EXPORT NEWS AND OPPORTUNITIES
direct U.S. table grape shipment arrives in Chile
The first container of California table grapes to be exported to Chile cleared quarantine inspection on August 22 and went on sale in Santiago supermarkets the following day, according to the agricultural attache in Santiago. This successful shipment concludes a prolonged effort by APHIS and FAS to get Chile to lower its quarantine barriers on grapes. While U.S. imports of table grapes from Chile exceed $250 million annually, Chilean quarantine regulations until recently excluded the import of most fresh fruits from the United States. On May 14, 1997, Secretary of Agriculture Dan Glickman announced the opening of Chile as an export market for California table grapes. Chile's Ministry of Agriculture agreed to allow the importation of table grapes provided APHIS can certify the products are free of Mediterranean fruit fly. Industry sources estimate the opening of the Chilean market is worth $2-3 million annually. While Chile also agreed in May to reduce phytosanitary barriers on California lemons, grapefruit, oranges and kiwifruit, rigid quarantine requirements still prevent the import of U.S. apples, pears and citrus from the states of Florida and Arizona.
New Zealand continues to open market to U.S. horticultural products; approves entry of mangoes
New Zealand plant quarantine authorities announced on September 9 the finalization of an Import Health Standard which clears the way for the entry of U.S. mangoes. The favorable decision on mangoes follows last January's action by New Zealand to approve imports of U.S. asparagus and Florida citrus. New Zealand represents a growing market for U.S. horticultural products. During the first six months of 1997, U.S. exports of fresh fruits and vegetables were valued at $7 million, up 40 percent from the same period in the preceding year. New Zealand's handling of phytosanitary-based market access issues stands in stark contrast to that of its neighbor, Australia, which continues to maintain a highly restrictive plant quarantine trade policy. Most U.S. fresh horticultural products remain banned from Australia's market and efforts to address these restrictions have met with little success over the years.
○ ○ ○ ○
__Given problem 1__:
Answer these questions about the export news page:
(a) On what date did the first container of California table grapes clear quarantine inspection in Chile?
(b) What must APHIS certify about table grapes before Chile allows them in?
(c) On what date did New Zealand announce the final Import Health Standard for U.S. mangoes?
○ ○ ○ ○
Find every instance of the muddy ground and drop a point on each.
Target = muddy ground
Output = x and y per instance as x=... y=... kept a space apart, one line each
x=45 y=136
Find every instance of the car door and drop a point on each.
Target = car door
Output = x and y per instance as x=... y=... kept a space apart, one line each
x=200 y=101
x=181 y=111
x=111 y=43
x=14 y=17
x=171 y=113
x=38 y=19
○ ○ ○ ○
__Given problem 2__: Copy out the lines of the records, starting with the line that contains "Find every instance of the car" and going on through the end of the records. Keep every line the same as in the records.

__Written response 1__:
(a) August 22
(b) That they are free of Mediterranean fruit fly
(c) September 9

__Written response 2__:
Find every instance of the car door and drop a point on each.
Target = car door
Output = x and y per instance as x=... y=... kept a space apart, one line each
x=200 y=101
x=181 y=111
x=111 y=43
x=14 y=17
x=171 y=113
x=38 y=19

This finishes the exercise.